*OBJECTIVE*
Update the listing below by replacing every "place a point" with "put a mark" and keeping everything else unchanged. Leave the pictures out of your answer.
* Begin RECORD EXTRACTS *
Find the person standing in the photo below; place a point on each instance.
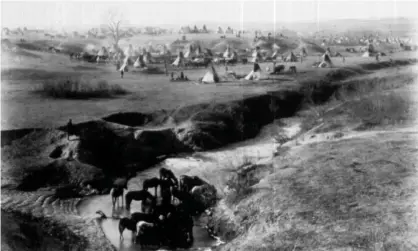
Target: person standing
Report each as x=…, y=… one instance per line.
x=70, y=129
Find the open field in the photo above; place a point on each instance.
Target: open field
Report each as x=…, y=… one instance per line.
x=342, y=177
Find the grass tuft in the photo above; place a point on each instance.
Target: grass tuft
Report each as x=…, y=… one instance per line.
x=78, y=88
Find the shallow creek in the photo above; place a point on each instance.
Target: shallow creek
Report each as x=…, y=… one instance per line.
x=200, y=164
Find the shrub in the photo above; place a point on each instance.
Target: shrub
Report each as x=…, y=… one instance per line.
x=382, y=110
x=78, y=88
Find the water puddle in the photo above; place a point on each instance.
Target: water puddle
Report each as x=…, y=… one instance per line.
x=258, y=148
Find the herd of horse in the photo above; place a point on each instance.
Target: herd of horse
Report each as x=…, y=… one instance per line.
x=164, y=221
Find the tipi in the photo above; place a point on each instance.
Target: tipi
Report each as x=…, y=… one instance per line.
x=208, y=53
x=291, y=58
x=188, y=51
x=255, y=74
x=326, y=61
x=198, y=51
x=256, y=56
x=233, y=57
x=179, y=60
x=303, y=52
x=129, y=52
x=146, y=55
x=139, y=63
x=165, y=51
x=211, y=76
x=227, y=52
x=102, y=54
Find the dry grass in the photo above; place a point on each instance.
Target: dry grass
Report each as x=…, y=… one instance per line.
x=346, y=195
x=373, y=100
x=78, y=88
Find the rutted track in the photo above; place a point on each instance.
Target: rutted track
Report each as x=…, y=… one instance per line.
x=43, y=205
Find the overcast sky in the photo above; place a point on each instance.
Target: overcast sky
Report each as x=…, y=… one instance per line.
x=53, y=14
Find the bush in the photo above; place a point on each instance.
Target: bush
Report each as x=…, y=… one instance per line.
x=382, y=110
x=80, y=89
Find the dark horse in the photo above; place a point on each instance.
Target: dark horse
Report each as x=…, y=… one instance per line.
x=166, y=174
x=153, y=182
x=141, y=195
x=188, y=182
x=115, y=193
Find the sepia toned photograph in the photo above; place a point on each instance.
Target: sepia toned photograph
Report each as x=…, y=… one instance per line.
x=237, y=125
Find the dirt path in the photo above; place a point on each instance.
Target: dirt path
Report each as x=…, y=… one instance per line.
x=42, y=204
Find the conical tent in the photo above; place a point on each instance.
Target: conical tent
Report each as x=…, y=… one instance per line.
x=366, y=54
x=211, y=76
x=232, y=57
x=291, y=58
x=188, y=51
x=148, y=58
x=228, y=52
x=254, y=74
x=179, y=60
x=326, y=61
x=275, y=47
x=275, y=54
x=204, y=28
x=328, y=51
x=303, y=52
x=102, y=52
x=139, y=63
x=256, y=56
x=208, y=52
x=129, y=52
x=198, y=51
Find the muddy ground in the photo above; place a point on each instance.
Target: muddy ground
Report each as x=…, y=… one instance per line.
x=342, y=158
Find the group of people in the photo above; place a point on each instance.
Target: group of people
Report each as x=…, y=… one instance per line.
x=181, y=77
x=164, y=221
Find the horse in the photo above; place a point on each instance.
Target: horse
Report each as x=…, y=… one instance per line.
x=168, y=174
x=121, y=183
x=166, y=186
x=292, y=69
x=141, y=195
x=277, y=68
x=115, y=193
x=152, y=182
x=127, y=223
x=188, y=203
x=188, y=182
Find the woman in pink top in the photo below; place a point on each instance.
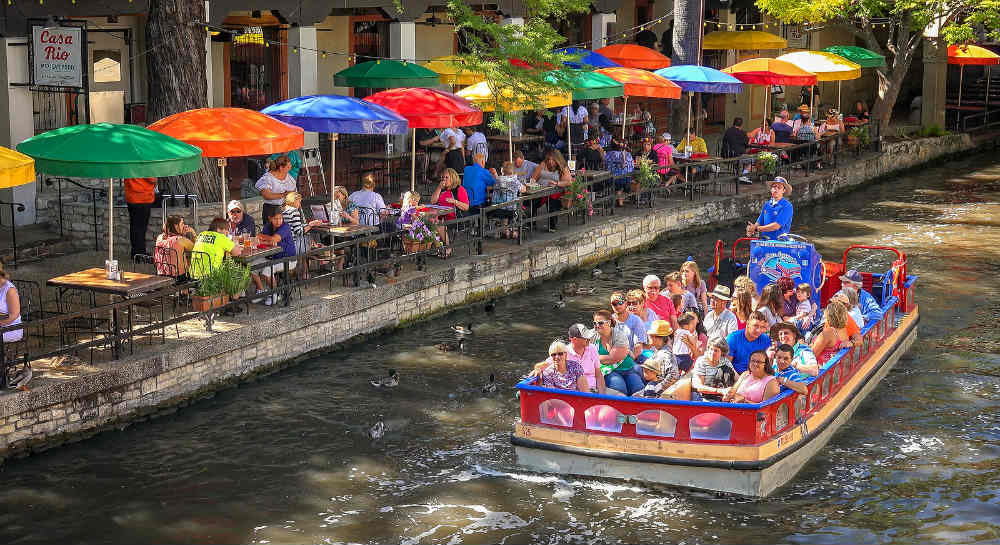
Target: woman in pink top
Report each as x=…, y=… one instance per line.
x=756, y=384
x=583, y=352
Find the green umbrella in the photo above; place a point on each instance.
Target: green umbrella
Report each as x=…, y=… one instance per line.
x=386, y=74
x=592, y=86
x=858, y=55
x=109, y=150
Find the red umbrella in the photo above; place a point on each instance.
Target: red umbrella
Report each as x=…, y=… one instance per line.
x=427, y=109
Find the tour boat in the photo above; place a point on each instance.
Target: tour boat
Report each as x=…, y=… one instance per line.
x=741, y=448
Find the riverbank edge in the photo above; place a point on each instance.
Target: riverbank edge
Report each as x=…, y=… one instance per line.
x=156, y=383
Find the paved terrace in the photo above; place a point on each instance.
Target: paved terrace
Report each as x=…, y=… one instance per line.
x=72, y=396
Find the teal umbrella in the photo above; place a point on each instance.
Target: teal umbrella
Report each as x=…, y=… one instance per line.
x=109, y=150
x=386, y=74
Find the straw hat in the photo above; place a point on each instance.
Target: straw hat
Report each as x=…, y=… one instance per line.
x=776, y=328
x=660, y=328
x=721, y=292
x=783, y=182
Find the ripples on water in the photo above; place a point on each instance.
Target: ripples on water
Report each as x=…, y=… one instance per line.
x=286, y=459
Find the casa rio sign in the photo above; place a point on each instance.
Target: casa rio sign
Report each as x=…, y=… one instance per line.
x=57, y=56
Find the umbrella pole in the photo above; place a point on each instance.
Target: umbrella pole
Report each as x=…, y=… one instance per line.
* End RECORD EXTRACTS *
*WRITTEN RESPONSE*
Find the person standing in the photo below; put a mark on each instance.
Target: person standing
Report each as x=…, y=… one instance per line.
x=70, y=129
Find the open field in the photo above; put a mark on each instance.
Target: open field
Report each as x=…, y=… one instance per line.
x=342, y=177
Find the grass tuft in the photo above; put a mark on each instance.
Target: grass tuft
Report each as x=…, y=… one instance per line.
x=78, y=88
Find the shallow creek in the photo above; put a mark on each instance.
Target: shallow creek
Report each as x=…, y=… one instance per line.
x=200, y=164
Find the shrub in the photo above; put a mark on each instance.
Target: shrub
Report each as x=…, y=… one instance per line.
x=382, y=110
x=78, y=88
Find the water puddle in the photo above; put a mark on each instance.
Target: water puddle
Report each as x=…, y=… one instance per line.
x=258, y=148
Find the herd of horse in the photo above; put a mark on each instance.
Target: herd of horse
Report each as x=…, y=… one instance per line.
x=164, y=221
Find the tipi in the photo above; put a mark on each instance.
Target: tipi
Report each as x=…, y=… one instance per line.
x=208, y=53
x=291, y=58
x=188, y=51
x=255, y=74
x=326, y=61
x=198, y=51
x=256, y=56
x=233, y=57
x=179, y=60
x=303, y=52
x=129, y=52
x=146, y=55
x=139, y=63
x=165, y=51
x=211, y=76
x=227, y=52
x=102, y=54
Find the dry grass in the photo above; put a mark on each instance.
Target: dry grass
Report each as x=…, y=… one instance per line.
x=346, y=195
x=373, y=100
x=78, y=88
Find the rutted track in the photo above; put a mark on each instance.
Target: rutted track
Report each as x=…, y=… one instance per line.
x=43, y=205
Find the overcast sky in the photo above; put a mark on each instance.
Target: overcast sky
Report each as x=…, y=… one instance per line.
x=53, y=14
Find the bush in the photo above; put a mark on each instance.
Target: bush
Report each as x=…, y=… one instance per line.
x=382, y=110
x=80, y=89
Find the dark horse in the photo above; put a mark on each instance.
Target: dark horse
Report each as x=…, y=… one instance per line.
x=166, y=174
x=153, y=182
x=141, y=195
x=188, y=182
x=115, y=193
Find the sepia toned photograph in the photo above; put a mark on each instance.
Target: sepia toned photograph
Report each as x=…, y=… one instance per line.
x=237, y=125
Find the dirt path in the photo above; put a mark on each instance.
Target: dirt path
Report each as x=…, y=… one instance per line.
x=42, y=204
Find the conical tent in the photo above; put a mark on each instance.
Target: conical tent
Report each as x=…, y=… one instance per line.
x=366, y=54
x=211, y=76
x=232, y=57
x=291, y=58
x=188, y=51
x=148, y=58
x=228, y=52
x=254, y=74
x=179, y=60
x=326, y=61
x=275, y=47
x=275, y=54
x=204, y=28
x=328, y=51
x=303, y=52
x=102, y=52
x=139, y=63
x=256, y=56
x=208, y=52
x=129, y=52
x=198, y=51
Find the muddy ground in the photo above; put a mark on each instance.
Target: muddy ground
Report each as x=…, y=… one instance per line.
x=342, y=158
Find the group of people in the photo above; put a mark on each instance.
Target: group of people
Report each as x=…, y=… one instance per line.
x=181, y=77
x=164, y=221
Find the horse in the photo above; put a mark on each instance.
Target: horse
Report each as x=…, y=… one instance per line.
x=168, y=174
x=121, y=183
x=166, y=186
x=292, y=69
x=141, y=195
x=277, y=68
x=115, y=193
x=152, y=182
x=127, y=223
x=188, y=203
x=188, y=182
Find the woman in pink top in the photo below; put a mark on each instance.
Target: woman in pink top
Report each as x=…, y=… one instance per line.
x=756, y=384
x=583, y=352
Find the green umbrella in the photo above; put a mark on each instance.
Target: green umbrella
Report each as x=…, y=… one instance per line.
x=386, y=74
x=592, y=86
x=858, y=55
x=109, y=150
Find the red umbrella in the photo above; put a mark on each instance.
Target: red umbrella
Report each as x=…, y=… one instance per line.
x=427, y=109
Find the tour boat in the photo above; put a mark on each instance.
Target: tour boat
Report each as x=…, y=… one instance per line.
x=741, y=448
Find the riverbank edge in the photo above; put a mark on each instance.
Target: riverbank edge
Report each as x=…, y=… one instance per line.
x=156, y=383
Find the paved terrace in the photo above; put a mark on each instance.
Target: paved terrace
Report each as x=…, y=… one instance per line.
x=72, y=396
Find the teal umbrella in the photo above; put a mark on each instance.
Target: teal umbrella
Report each as x=…, y=… one instance per line.
x=109, y=150
x=386, y=74
Find the straw hat in the photo above; put a mark on each instance.
Target: straw hat
Report each as x=…, y=… one instance per line.
x=776, y=328
x=660, y=328
x=721, y=292
x=783, y=182
Find the ripples on water in the photo above; put a mark on each instance.
Target: ripples on water
Report each as x=…, y=… one instance per line.
x=286, y=459
Find the casa rio sign in the photo above; put a mark on each instance.
Target: casa rio sign
Report each as x=…, y=… one instance per line.
x=57, y=56
Find the umbrella pole in the photo above; put a mark on each instance.
Target: umbrella pole
Report each as x=…, y=… one instance per line.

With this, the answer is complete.